### Problems and tasks
a – Translate this sentence from the 2012 sports review into Spanish: "A Scottish tennis player won the U.S. Open while Michael Phelps actually lost a race."
b – According to the 2012 sports review, how many passing yards did Drew Brees record during the regular season?
c – Reproduce the passage of the 2012 sports review between "Peyton Manning is" and "ride a horse.", inclusive.

### Page

━━━━

Peyton Manning is quarterbacking the Denver Broncos while Northern Illinois is heading to a BCS bowl. A man without legs ran in the Olympics while a man without a ligament in his pitching arm won the National League Cy Young award. A Scottish tennis player won the U.S. Open while Michael Phelps actually lost a race. LeBron James finally won a championship ring while Lance Armstrong lost seven yellow jerseys. A college basketball player scored 138 points during one game while Alex Rodriguez failed to score with a bikini model during another.
And in the most inexplicable development of 2012, millions of fans regularly started dancing along to stadium video of a chubby Korean entertainer pretending to ride a horse.
In fact, with so much Linsanity over the past 12 months, you may not even recall these moments occurring in 2012:
Jan. 1: The new year opens with Nate Silver phoning Peyton Manning to advise him to sell his house in Indianapolis, Bill Belichick to devote an extra defender to NY Giants receiver Mario Manningham, Knicks coach Mike D’Antoni to put that Jeremy Lin kid in the starting lineup, Ozzie Guillen to decline any interviews with Time magazine, the New Orleans Saints to destroy all recordings and memos and Korean pop musician PSY to go ahead with that ludicrous video idea of his.
Jan. 9: Alabama beats LSU in the BCS Championship Game and the players celebrate by pouring Gatorade on Nick Saban in an attempt to wake up the Crimson Tide coach who, like most Americans watching the 21-0 snore-fest, dozed off sometime in the third quarter.
Jan. 14: Despite Drew Brees passing for a record 5,476 yards during the regular season, the 13-3 New Orleans Saints lose in the playoffs when coach Sean Payton inexplicably benches Brees and starts Dog the Bounty Hunter at quarterback against the 49ers.

━━━━

### Provided material

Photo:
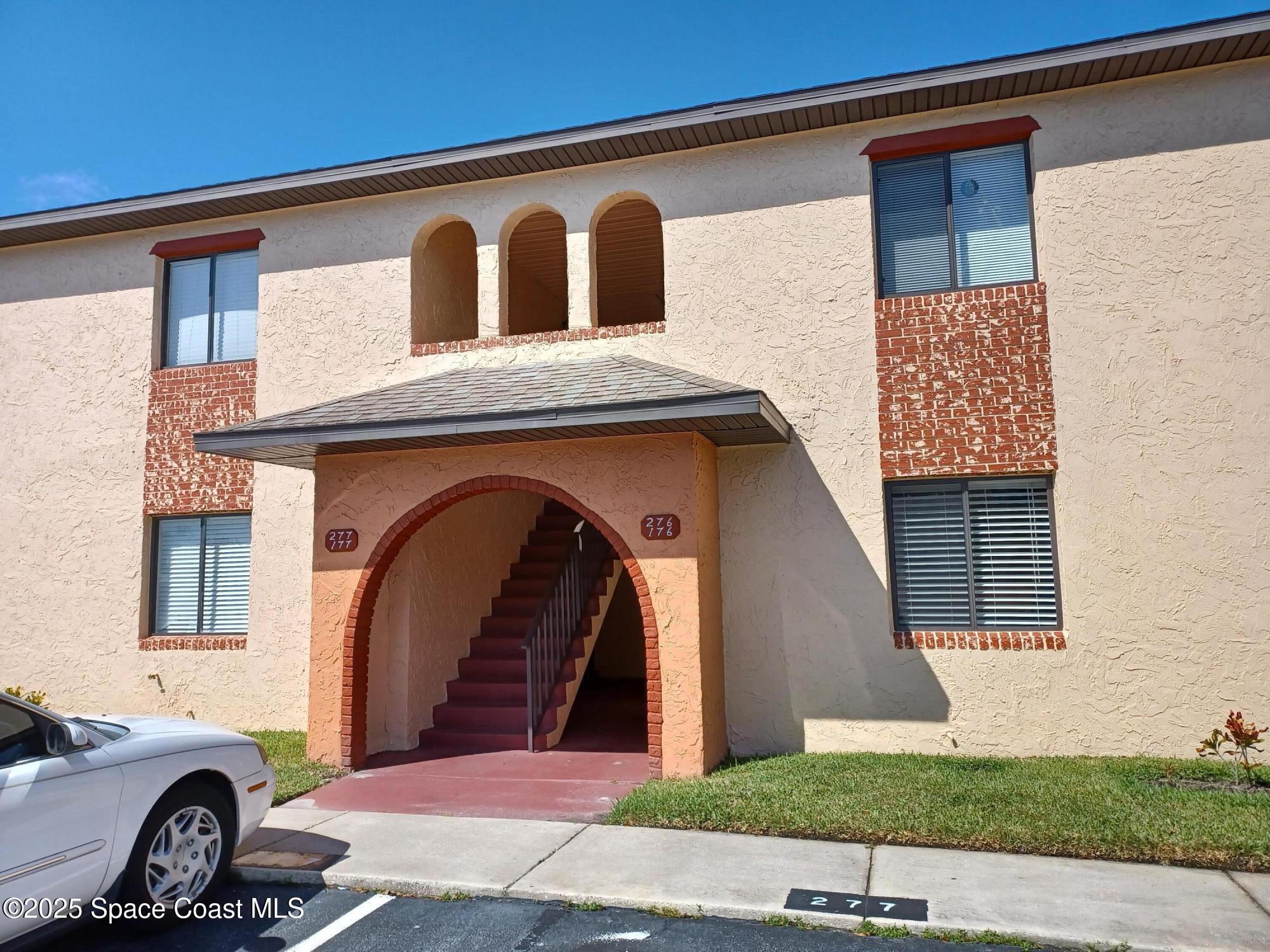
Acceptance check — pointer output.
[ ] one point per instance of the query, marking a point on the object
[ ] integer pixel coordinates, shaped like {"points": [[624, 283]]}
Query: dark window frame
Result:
{"points": [[211, 307], [965, 484], [947, 155], [203, 568], [41, 723]]}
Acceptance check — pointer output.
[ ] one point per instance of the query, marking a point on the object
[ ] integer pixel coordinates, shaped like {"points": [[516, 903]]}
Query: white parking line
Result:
{"points": [[328, 932]]}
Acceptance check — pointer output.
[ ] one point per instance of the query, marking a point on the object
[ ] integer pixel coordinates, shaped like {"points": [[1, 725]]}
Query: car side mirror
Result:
{"points": [[62, 738]]}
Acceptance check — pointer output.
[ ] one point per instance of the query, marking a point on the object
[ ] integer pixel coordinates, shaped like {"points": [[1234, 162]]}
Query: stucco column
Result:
{"points": [[487, 291], [578, 260]]}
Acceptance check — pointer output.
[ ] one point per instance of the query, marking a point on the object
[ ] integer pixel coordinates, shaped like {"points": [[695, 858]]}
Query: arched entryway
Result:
{"points": [[359, 623]]}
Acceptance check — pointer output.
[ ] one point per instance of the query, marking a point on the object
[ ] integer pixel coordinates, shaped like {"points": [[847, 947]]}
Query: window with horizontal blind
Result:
{"points": [[203, 567], [210, 309], [973, 555], [954, 220]]}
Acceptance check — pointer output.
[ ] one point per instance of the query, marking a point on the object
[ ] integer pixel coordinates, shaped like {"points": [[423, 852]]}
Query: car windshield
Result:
{"points": [[111, 731]]}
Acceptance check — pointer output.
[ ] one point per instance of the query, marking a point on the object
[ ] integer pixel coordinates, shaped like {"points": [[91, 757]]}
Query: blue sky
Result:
{"points": [[104, 98]]}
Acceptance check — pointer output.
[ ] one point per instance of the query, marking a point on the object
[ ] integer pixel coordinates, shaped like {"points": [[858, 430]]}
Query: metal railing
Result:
{"points": [[559, 619]]}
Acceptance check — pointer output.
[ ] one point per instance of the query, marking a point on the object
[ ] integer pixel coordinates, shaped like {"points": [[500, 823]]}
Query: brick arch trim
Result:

━━━━

### The results
a – Un tenista escocés ganó el US Open mientras que Michael Phelps de hecho perdió una carrera.

b – 5,476 yards

c –
Peyton Manning is quarterbacking the Denver Broncos while Northern Illinois is heading to a BCS bowl. A man without legs ran in the Olympics while a man without a ligament in his pitching arm won the National League Cy Young award. A Scottish tennis player won the U.S. Open while Michael Phelps actually lost a race. LeBron James finally won a championship ring while Lance Armstrong lost seven yellow jerseys. A college basketball player scored 138 points during one game while Alex Rodriguez failed to score with a bikini model during another.
And in the most inexplicable development of 2012, millions of fans regularly started dancing along to stadium video of a chubby Korean entertainer pretending to ride a horse.